◆ **SET EXERCISE**: Repeat every record below exactly as written.

◆ **MATERIAL FOR THE TASK**:
########################################
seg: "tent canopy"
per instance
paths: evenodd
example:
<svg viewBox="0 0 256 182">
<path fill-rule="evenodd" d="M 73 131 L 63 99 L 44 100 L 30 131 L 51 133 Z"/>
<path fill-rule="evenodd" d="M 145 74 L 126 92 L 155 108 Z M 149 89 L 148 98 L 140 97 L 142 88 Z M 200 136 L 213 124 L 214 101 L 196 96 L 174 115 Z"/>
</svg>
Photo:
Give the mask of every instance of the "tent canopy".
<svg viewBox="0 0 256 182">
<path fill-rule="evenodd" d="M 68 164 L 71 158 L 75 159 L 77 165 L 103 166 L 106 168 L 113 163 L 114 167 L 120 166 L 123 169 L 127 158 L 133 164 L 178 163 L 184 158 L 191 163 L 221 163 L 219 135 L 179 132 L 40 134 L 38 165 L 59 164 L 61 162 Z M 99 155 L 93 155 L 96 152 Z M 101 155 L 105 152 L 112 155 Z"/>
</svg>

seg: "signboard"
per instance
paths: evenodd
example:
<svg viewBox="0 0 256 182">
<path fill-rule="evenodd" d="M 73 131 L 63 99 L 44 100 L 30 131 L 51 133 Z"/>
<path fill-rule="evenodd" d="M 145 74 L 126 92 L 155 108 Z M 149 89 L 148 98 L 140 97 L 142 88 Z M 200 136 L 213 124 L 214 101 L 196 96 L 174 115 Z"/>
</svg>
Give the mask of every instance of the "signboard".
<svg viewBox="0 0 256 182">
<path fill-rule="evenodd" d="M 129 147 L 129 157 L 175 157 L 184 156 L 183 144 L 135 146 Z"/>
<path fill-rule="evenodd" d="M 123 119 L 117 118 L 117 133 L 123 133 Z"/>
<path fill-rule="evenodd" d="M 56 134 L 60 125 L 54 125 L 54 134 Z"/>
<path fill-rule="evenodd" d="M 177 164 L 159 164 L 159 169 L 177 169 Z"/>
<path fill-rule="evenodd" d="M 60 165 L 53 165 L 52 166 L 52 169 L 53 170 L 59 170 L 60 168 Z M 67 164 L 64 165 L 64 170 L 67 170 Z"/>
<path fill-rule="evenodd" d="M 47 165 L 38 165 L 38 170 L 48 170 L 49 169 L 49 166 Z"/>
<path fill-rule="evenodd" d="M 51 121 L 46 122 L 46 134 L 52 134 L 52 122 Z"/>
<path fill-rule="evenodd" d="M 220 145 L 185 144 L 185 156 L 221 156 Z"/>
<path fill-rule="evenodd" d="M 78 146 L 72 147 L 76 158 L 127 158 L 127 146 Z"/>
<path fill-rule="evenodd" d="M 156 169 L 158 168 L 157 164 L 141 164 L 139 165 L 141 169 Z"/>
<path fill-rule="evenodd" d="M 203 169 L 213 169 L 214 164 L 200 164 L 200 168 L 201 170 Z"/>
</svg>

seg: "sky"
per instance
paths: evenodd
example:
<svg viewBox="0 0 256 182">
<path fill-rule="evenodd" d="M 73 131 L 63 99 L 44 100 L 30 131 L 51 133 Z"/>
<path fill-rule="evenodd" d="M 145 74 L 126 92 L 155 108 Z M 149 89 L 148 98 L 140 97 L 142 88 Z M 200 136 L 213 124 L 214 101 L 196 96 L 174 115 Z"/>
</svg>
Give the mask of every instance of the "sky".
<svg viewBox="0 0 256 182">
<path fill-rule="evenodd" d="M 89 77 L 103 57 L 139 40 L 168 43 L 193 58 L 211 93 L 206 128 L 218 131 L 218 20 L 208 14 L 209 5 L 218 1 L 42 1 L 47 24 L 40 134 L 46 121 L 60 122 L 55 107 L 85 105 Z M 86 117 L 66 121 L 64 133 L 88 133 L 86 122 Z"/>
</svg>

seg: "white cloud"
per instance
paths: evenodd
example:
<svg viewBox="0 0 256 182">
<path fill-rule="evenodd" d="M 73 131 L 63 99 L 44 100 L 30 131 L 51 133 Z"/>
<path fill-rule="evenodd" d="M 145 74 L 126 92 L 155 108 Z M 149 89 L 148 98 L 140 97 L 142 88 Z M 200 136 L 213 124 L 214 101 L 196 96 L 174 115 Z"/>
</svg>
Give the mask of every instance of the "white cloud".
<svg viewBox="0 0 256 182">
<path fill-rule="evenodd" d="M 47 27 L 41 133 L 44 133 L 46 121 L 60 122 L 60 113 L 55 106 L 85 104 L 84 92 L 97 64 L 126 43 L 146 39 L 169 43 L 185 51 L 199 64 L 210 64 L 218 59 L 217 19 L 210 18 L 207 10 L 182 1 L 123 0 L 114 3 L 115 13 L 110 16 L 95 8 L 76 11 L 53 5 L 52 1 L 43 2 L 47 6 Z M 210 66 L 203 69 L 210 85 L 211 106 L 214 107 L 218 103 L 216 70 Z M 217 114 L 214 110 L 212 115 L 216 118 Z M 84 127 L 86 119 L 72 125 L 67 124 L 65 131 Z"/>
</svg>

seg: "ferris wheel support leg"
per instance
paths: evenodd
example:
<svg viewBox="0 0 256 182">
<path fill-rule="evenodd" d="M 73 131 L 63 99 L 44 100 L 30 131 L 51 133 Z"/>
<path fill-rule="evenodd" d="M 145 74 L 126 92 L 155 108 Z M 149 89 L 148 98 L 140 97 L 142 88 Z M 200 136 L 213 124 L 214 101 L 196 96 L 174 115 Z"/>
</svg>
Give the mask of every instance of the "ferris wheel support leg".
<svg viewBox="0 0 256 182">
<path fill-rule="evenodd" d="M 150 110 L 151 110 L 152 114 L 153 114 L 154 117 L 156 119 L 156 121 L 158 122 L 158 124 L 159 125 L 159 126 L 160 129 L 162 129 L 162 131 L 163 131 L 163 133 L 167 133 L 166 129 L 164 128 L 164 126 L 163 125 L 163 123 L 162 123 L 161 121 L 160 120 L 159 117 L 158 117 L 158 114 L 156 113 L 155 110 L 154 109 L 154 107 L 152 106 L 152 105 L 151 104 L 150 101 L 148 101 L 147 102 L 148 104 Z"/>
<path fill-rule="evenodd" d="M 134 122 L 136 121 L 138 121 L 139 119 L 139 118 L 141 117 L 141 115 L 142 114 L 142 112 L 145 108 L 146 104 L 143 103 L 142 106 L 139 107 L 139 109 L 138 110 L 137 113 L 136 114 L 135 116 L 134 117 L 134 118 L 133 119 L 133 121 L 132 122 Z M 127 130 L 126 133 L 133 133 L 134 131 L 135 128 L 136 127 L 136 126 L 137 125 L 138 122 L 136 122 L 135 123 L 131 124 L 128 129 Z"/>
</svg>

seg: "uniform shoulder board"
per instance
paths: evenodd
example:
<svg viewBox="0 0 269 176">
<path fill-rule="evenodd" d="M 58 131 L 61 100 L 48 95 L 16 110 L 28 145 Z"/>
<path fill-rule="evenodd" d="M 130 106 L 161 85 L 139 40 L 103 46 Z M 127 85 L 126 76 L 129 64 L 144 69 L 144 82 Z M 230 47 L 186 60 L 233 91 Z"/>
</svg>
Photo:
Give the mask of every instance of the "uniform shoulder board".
########################################
◆ **WORKED ANSWER**:
seg: "tent canopy"
per instance
paths: evenodd
example:
<svg viewBox="0 0 256 182">
<path fill-rule="evenodd" d="M 73 131 L 63 99 L 44 100 L 30 131 L 51 133 Z"/>
<path fill-rule="evenodd" d="M 145 74 L 126 92 L 155 108 Z M 149 89 L 148 98 L 140 97 L 142 88 Z M 200 136 L 213 124 L 214 101 L 196 96 L 174 115 Z"/>
</svg>
Photo:
Give the mask of every instance of the "tent canopy".
<svg viewBox="0 0 256 182">
<path fill-rule="evenodd" d="M 68 164 L 71 158 L 75 159 L 77 165 L 103 166 L 106 168 L 113 163 L 114 167 L 120 166 L 123 169 L 127 158 L 133 164 L 178 163 L 184 158 L 191 163 L 221 163 L 219 135 L 179 132 L 40 134 L 38 165 L 59 164 L 61 162 Z M 99 155 L 93 155 L 96 152 Z M 101 155 L 105 152 L 112 155 Z"/>
</svg>

seg: "signboard"
per instance
paths: evenodd
example:
<svg viewBox="0 0 256 182">
<path fill-rule="evenodd" d="M 73 131 L 63 99 L 44 100 L 30 131 L 51 133 Z"/>
<path fill-rule="evenodd" d="M 145 74 L 126 92 L 155 108 Z M 149 89 L 148 98 L 140 97 L 142 88 Z M 200 136 L 213 124 L 214 101 L 196 96 L 174 115 Z"/>
</svg>
Give the mask of every instance of the "signboard".
<svg viewBox="0 0 256 182">
<path fill-rule="evenodd" d="M 129 147 L 129 157 L 175 157 L 184 156 L 183 144 L 135 146 Z"/>
<path fill-rule="evenodd" d="M 123 119 L 117 118 L 117 133 L 123 133 Z"/>
<path fill-rule="evenodd" d="M 56 134 L 60 125 L 54 125 L 54 134 Z"/>
<path fill-rule="evenodd" d="M 177 164 L 159 164 L 159 169 L 177 169 Z"/>
<path fill-rule="evenodd" d="M 60 165 L 53 165 L 52 166 L 52 169 L 53 170 L 59 170 L 60 168 Z M 67 164 L 64 165 L 64 170 L 67 170 Z"/>
<path fill-rule="evenodd" d="M 47 165 L 38 165 L 38 170 L 48 170 L 49 169 L 49 166 Z"/>
<path fill-rule="evenodd" d="M 51 121 L 46 122 L 46 134 L 52 134 L 52 122 Z"/>
<path fill-rule="evenodd" d="M 220 145 L 185 144 L 185 156 L 221 156 Z"/>
<path fill-rule="evenodd" d="M 78 146 L 72 147 L 76 158 L 127 158 L 127 146 Z"/>
<path fill-rule="evenodd" d="M 156 169 L 158 168 L 157 164 L 141 164 L 139 165 L 141 169 Z"/>
<path fill-rule="evenodd" d="M 203 169 L 213 169 L 214 164 L 200 164 L 200 168 L 201 170 Z"/>
</svg>

seg: "sky"
per instance
paths: evenodd
example:
<svg viewBox="0 0 256 182">
<path fill-rule="evenodd" d="M 73 131 L 63 99 L 44 100 L 30 131 L 51 133 Z"/>
<path fill-rule="evenodd" d="M 145 74 L 126 92 L 155 108 Z M 149 89 L 148 98 L 140 97 L 142 88 Z M 200 136 L 213 124 L 214 101 L 196 96 L 174 115 Z"/>
</svg>
Give the mask of every instance of the "sky".
<svg viewBox="0 0 256 182">
<path fill-rule="evenodd" d="M 89 77 L 103 57 L 139 40 L 168 43 L 193 58 L 211 93 L 206 128 L 218 131 L 218 20 L 208 14 L 209 5 L 218 1 L 42 1 L 47 24 L 40 134 L 46 121 L 60 122 L 55 107 L 85 105 Z M 86 117 L 66 121 L 64 133 L 88 133 L 86 122 Z"/>
</svg>

seg: "white cloud"
per instance
paths: evenodd
example:
<svg viewBox="0 0 256 182">
<path fill-rule="evenodd" d="M 73 131 L 63 99 L 44 100 L 30 131 L 51 133 Z"/>
<path fill-rule="evenodd" d="M 145 74 L 126 92 L 155 108 Z M 149 89 L 148 98 L 140 97 L 142 88 Z M 200 136 L 213 124 L 214 101 L 196 96 L 174 115 Z"/>
</svg>
Give the mask of every instance of the "white cloud".
<svg viewBox="0 0 256 182">
<path fill-rule="evenodd" d="M 47 27 L 41 133 L 44 133 L 46 121 L 60 122 L 60 113 L 55 106 L 85 104 L 84 92 L 97 64 L 126 43 L 146 39 L 169 43 L 185 51 L 199 64 L 210 64 L 218 59 L 217 19 L 210 18 L 207 10 L 182 1 L 123 0 L 114 3 L 115 13 L 110 16 L 95 8 L 76 11 L 53 5 L 52 1 L 43 2 L 47 6 Z M 210 66 L 203 69 L 210 85 L 211 106 L 214 107 L 218 103 L 216 70 Z M 217 114 L 214 110 L 212 115 L 216 118 Z M 84 127 L 86 119 L 72 125 L 67 124 L 65 131 Z"/>
</svg>

seg: "ferris wheel support leg"
per instance
paths: evenodd
example:
<svg viewBox="0 0 256 182">
<path fill-rule="evenodd" d="M 73 131 L 63 99 L 44 100 L 30 131 L 51 133 Z"/>
<path fill-rule="evenodd" d="M 145 74 L 126 92 L 155 108 Z M 149 89 L 148 98 L 140 97 L 142 88 Z M 200 136 L 213 124 L 214 101 L 196 96 L 174 115 Z"/>
</svg>
Give the mask of every instance of the "ferris wheel support leg".
<svg viewBox="0 0 256 182">
<path fill-rule="evenodd" d="M 150 110 L 151 110 L 152 114 L 153 114 L 154 117 L 156 119 L 156 121 L 158 122 L 158 124 L 159 125 L 159 126 L 160 129 L 162 129 L 162 131 L 163 131 L 163 133 L 167 133 L 166 129 L 164 128 L 164 126 L 163 125 L 163 123 L 162 123 L 161 121 L 160 120 L 159 117 L 158 117 L 158 114 L 156 113 L 155 110 L 154 109 L 154 107 L 152 106 L 152 105 L 151 104 L 150 101 L 148 101 L 147 102 L 148 104 Z"/>
<path fill-rule="evenodd" d="M 134 122 L 136 121 L 138 121 L 139 119 L 139 118 L 141 117 L 141 115 L 142 114 L 142 112 L 145 108 L 146 104 L 143 103 L 142 106 L 139 107 L 139 109 L 138 110 L 137 113 L 136 114 L 135 116 L 134 117 L 134 118 L 133 119 L 133 121 L 132 122 Z M 127 130 L 126 133 L 133 133 L 134 131 L 135 128 L 136 127 L 136 126 L 137 125 L 138 122 L 136 122 L 135 123 L 131 124 L 128 129 Z"/>
</svg>

seg: "uniform shoulder board"
per instance
paths: evenodd
example:
<svg viewBox="0 0 269 176">
<path fill-rule="evenodd" d="M 58 131 L 61 100 L 48 95 L 16 110 L 28 145 Z"/>
<path fill-rule="evenodd" d="M 130 106 L 161 85 L 139 40 L 103 46 Z M 127 85 L 126 76 L 129 64 L 144 69 L 144 82 Z M 230 47 L 186 60 L 233 91 Z"/>
</svg>
Photo:
Give the mask of every instance of the "uniform shoulder board".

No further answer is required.